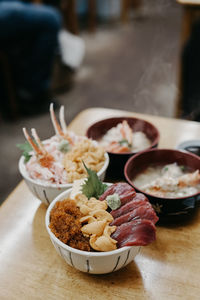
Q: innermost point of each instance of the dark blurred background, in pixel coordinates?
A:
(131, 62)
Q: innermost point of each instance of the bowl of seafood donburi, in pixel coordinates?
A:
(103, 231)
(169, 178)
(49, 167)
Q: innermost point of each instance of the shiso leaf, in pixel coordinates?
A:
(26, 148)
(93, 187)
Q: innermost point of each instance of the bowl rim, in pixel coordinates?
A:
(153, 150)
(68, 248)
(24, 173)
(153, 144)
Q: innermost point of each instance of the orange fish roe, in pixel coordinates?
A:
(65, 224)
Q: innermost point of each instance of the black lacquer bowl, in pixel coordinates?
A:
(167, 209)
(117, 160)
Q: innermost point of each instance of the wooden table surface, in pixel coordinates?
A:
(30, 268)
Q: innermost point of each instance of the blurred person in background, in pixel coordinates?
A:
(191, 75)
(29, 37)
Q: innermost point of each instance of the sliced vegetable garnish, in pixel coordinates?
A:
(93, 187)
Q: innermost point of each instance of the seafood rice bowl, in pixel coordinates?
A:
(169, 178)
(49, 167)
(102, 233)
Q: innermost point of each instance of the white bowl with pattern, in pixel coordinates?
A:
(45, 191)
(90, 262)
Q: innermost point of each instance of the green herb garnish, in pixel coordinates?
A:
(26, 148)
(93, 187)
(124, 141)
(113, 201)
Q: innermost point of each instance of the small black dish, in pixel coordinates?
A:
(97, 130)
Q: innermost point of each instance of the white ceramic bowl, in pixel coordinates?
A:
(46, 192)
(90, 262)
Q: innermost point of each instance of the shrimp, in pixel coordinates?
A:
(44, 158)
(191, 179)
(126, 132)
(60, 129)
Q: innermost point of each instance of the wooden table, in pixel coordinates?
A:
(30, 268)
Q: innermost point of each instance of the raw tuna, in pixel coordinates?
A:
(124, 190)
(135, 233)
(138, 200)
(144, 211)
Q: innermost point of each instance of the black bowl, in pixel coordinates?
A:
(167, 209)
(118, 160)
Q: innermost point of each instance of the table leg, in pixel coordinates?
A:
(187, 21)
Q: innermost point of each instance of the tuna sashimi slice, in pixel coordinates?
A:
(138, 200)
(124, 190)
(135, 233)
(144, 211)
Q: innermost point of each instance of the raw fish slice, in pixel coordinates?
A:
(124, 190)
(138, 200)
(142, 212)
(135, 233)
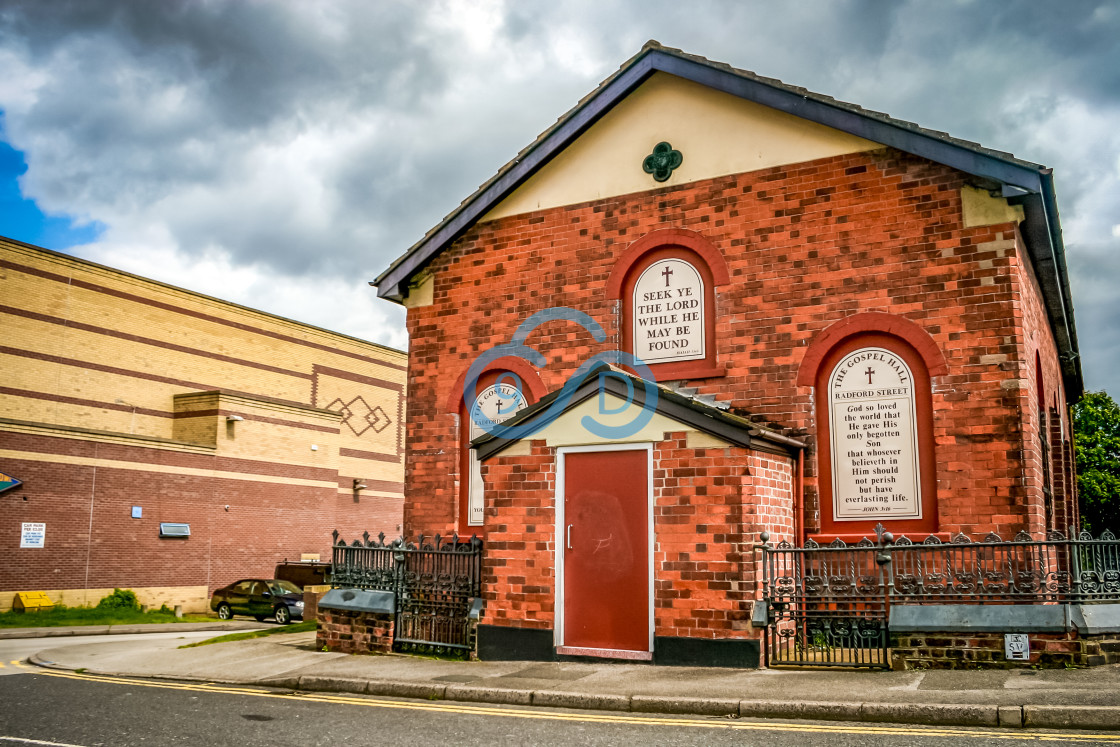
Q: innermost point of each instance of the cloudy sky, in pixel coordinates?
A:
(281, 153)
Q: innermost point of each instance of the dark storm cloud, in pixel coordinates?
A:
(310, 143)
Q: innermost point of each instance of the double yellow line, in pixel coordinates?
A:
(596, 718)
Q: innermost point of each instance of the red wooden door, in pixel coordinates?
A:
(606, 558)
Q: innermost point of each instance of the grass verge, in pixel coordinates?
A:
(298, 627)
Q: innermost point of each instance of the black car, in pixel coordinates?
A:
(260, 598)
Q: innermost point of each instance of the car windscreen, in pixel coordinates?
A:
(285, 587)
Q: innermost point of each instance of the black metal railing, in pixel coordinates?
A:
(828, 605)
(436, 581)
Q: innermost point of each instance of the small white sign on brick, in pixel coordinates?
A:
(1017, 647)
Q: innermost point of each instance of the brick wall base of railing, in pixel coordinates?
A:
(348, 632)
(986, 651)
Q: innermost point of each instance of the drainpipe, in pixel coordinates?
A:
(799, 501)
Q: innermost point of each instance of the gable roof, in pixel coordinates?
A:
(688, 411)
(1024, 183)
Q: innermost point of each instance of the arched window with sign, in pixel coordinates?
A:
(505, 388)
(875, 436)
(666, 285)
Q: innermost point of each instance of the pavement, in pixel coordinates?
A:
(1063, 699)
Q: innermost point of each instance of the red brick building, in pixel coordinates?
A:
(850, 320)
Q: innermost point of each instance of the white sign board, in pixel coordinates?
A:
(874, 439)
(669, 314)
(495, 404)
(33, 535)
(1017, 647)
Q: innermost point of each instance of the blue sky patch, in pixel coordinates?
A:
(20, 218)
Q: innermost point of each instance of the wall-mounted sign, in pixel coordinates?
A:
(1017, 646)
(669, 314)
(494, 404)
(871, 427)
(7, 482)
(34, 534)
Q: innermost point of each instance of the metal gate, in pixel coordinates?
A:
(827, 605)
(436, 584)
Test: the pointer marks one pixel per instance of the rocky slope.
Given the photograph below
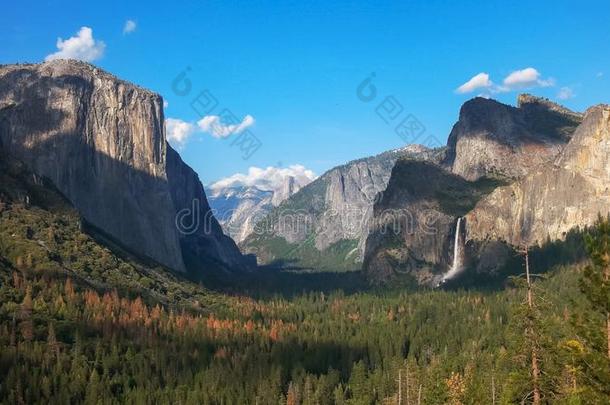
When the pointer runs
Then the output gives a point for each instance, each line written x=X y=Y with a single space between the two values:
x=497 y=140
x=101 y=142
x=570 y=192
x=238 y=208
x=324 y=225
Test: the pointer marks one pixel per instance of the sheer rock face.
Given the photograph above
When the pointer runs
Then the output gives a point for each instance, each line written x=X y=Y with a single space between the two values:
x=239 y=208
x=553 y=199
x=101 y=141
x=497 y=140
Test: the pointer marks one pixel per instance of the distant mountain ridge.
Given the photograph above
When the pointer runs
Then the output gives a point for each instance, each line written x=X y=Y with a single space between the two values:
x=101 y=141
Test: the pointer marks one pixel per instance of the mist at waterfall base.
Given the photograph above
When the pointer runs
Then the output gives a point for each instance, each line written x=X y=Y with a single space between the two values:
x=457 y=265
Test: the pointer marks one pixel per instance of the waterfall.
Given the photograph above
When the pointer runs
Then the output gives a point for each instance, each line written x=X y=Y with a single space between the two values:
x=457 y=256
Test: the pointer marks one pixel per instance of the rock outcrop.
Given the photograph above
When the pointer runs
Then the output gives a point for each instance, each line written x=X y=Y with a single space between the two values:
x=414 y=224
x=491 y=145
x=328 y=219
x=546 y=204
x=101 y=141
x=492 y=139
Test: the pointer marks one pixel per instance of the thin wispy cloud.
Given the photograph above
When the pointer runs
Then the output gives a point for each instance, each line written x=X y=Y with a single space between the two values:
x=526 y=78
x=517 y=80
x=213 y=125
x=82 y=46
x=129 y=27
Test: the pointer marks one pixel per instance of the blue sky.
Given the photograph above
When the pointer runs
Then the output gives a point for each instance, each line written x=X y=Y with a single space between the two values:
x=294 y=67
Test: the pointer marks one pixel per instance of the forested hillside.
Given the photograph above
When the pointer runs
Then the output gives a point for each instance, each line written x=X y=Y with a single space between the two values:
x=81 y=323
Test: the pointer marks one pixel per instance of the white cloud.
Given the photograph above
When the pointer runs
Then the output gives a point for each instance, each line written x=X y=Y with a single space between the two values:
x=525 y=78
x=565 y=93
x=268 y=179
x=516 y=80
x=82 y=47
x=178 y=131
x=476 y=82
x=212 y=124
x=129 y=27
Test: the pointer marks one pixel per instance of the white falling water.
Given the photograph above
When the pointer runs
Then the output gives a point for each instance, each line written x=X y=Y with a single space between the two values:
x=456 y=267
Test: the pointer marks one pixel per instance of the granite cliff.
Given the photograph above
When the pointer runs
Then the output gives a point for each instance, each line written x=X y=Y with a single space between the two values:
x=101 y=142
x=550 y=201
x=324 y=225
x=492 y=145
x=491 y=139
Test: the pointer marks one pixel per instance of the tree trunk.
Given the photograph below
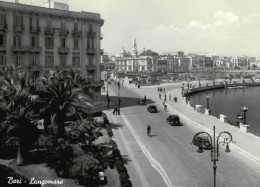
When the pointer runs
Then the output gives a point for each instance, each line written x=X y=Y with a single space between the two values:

# Task details
With no pictures included, write out the entries exactly.

# Task response
Q: innermost point of each instance of the dark blurred background, in pixel coordinates?
A:
(131, 62)
Q: innermost point of each instance of the bowl of seafood donburi, in pixel coordinates?
A:
(103, 231)
(169, 178)
(49, 167)
Q: innermost point of each instance of the shiso leaf, in pixel coordinates?
A:
(26, 148)
(93, 187)
Q: innermost point of each instance of the bowl rim, in pixel coordinates?
A:
(153, 150)
(68, 248)
(24, 173)
(153, 144)
Q: innermost point of each instance of the orange fish roe, in pixel coordinates?
A:
(65, 224)
Q: innermost point of each instance of the black lacquer bowl, in pixel coordinates?
A:
(167, 209)
(117, 160)
Q: innermost point of each instance of the wooden table surface, in pixel coordinates?
A:
(30, 268)
Q: innermost point of each instance of the blurred person in background, in pixel coordinates?
A:
(191, 75)
(29, 37)
Q: innermost point of each instance of the sliced vegetable garnish, in pixel coordinates?
A:
(93, 187)
Q: innermost point of each instance of the seafood rice bowl, in pixel coordinates?
A:
(169, 178)
(49, 167)
(102, 233)
Q: innermost point of each instance of the white bowl with pattern, in pixel coordinates?
A:
(45, 191)
(90, 262)
Q: innermost point of each instance of the green herb garnish, in pixel coordinates?
A:
(26, 148)
(93, 187)
(124, 141)
(113, 201)
Q: innermost point of each instance of the small black dish, in pixel coordinates?
A:
(97, 130)
Q: innermost point of each instance of the white ceramic bowl, in pixel coordinates?
A:
(46, 192)
(90, 262)
Q: innermost point of each instance of the shrimp, in pixel coordinates?
A:
(44, 158)
(191, 179)
(126, 132)
(60, 129)
Q: innermost point of each instance of the wooden table, in pixel coordinates?
A:
(30, 268)
Q: innermost point of each instance of the raw tuna, in pixel coordinates?
A:
(124, 190)
(135, 233)
(138, 200)
(144, 211)
Q: innermost point of each instance of the black bowl, in pixel coordinates?
A:
(167, 209)
(118, 160)
Q: innermost point of each instance of the table leg, in pixel coordinates?
A:
(187, 21)
Q: innermost point of each instance of the tuna sashimi slice, in pixel coordinates?
A:
(138, 200)
(124, 190)
(135, 233)
(144, 211)
Q: innermost point of each instance of the raw fish slice, in pixel coordinates?
A:
(124, 190)
(138, 200)
(142, 212)
(135, 233)
Q: innermost point of each instance of the cloudy sky, in pixel coordinates?
A:
(281, 153)
Q: innermost point of each instance of the dark storm cloud, in pixel coordinates?
A:
(310, 143)
Q: innermost point of each instance of the double yellow line, in pixel coordinates?
A:
(596, 718)
Q: innermost point of each instance of the red wooden door, in pixel coordinates?
A:
(606, 558)
Q: innermost point of each instance of the grass verge, in pixel coordinates?
A:
(298, 627)
Q: innermost point of each instance of the black car, in pixel coordinates?
A:
(260, 598)
Q: innermost point of each instance of the car windscreen, in pixel coordinates?
A:
(285, 587)
Q: innermost point of each instance of the black metal railing, in pixel coordinates?
A:
(828, 605)
(436, 581)
Q: innermost point of each instance of the small white sign on brick, in pixel coordinates?
A:
(1017, 647)
Q: innermost point of each instance of the brick wall base of railing, in pixel coordinates?
A:
(348, 632)
(986, 651)
Q: innermost point of each instance of the drainpipe, in pixel coordinates?
A:
(799, 501)
Q: innermost point of each instance of the gable roof, in pixel coordinates?
A:
(688, 411)
(1024, 183)
Q: innermost point of each instance of the arched window with sign, in pixel coordinates?
A:
(505, 388)
(875, 436)
(666, 285)
Q: innermost point of each instance of the pavement, in pixel coordinates?
A:
(1063, 699)
Q: innermost point of each instance of the red brick building, in pixel coordinates?
A:
(850, 320)
Q: innermost point of each instance of the white sign board, in pixel coordinates?
A:
(874, 439)
(669, 314)
(495, 404)
(33, 535)
(1017, 647)
Q: innermost point of each instance of the blue sky patch, in pixel coordinates?
A:
(20, 218)
Q: innermost point of each instance of the wall-mounted sign, in pixel coordinates?
A:
(1017, 646)
(669, 314)
(494, 404)
(871, 427)
(7, 482)
(34, 534)
Q: innermost point of each instance of the metal gate, in pixel coordinates?
A:
(827, 605)
(436, 584)
Test: the pointer marks one pixel per instance of the rocky slope.
Given the photograph below
When the pointer runs
Then the output gives a point for each instance, each line written x=X y=Y with a single space between the two values:
x=497 y=140
x=101 y=142
x=570 y=192
x=238 y=208
x=324 y=225
Test: the pointer marks one pixel per instance of the sheer rock face.
Given the photograph above
When the pointer runs
Then the output gives a point for each instance, each line written x=X y=Y with a single space between the two values:
x=239 y=208
x=553 y=199
x=101 y=141
x=497 y=140
Test: the pointer marks one pixel per instance of the distant mountain ridge.
Given the photograph above
When the pointer runs
Then the output gives a point for each instance, each line written x=X y=Y with a single space between the two values:
x=101 y=141
Test: the pointer marks one pixel per instance of the mist at waterfall base.
Given the photograph above
When the pointer runs
Then the output gives a point for each instance, each line written x=X y=Y with a single space between the two values:
x=457 y=265
Test: the pointer marks one pixel per instance of the waterfall.
Given the photograph above
When the pointer runs
Then the output gives a point for each instance, each line written x=X y=Y with a single space between the two values:
x=457 y=256
Test: the pointer marks one pixel per instance of the rock outcrop.
Given the photograph above
When the pointer runs
Then the output gives a point for each instance, each line written x=X y=Y with a single space between the two values:
x=414 y=224
x=491 y=145
x=328 y=219
x=546 y=204
x=101 y=141
x=492 y=139
Test: the pointer marks one pixel per instance of the thin wispy cloud.
Given the photograph above
When the pointer runs
Then the output gives a point for each instance, each line written x=X y=Y with a single space between the two values:
x=526 y=78
x=517 y=80
x=213 y=125
x=82 y=46
x=129 y=27
Test: the pointer marks one pixel per instance of the blue sky.
Given the photograph above
When the pointer runs
Then the output gives a point for each instance, each line written x=X y=Y with a single space between the two values:
x=294 y=67
Test: the pointer marks one pixel per instance of the forested hillside.
Given the photograph above
When the pointer runs
Then the output gives a point for each instance, each line written x=X y=Y with a single space between the two values:
x=81 y=323
Test: the pointer marks one pixel per instance of the white cloud.
Given the photograph above
When the pointer runs
Then the output gives a point for each instance, each line written x=X y=Y with a single space between the two values:
x=525 y=78
x=565 y=93
x=268 y=179
x=516 y=80
x=82 y=47
x=178 y=131
x=476 y=82
x=212 y=124
x=129 y=27
Test: the pointer marks one pixel per instance of the white falling water.
Given the photograph above
When the pointer runs
Then the output gives a point for each instance, each line written x=X y=Y with a single space between the two values:
x=456 y=267
Test: the pointer marks one pixel per instance of the granite cliff.
Given the photograph above
When the pointer runs
Then the output gives a point for each instance, each line written x=X y=Y with a single space between the two values:
x=101 y=142
x=550 y=201
x=324 y=225
x=492 y=145
x=491 y=139
Test: the pointer marks one pixel per instance of the tree trunk.
Given the photograph below
When the pointer runs
Then the output gives a point for each instance, each line written x=X y=Y with a single space between the two values:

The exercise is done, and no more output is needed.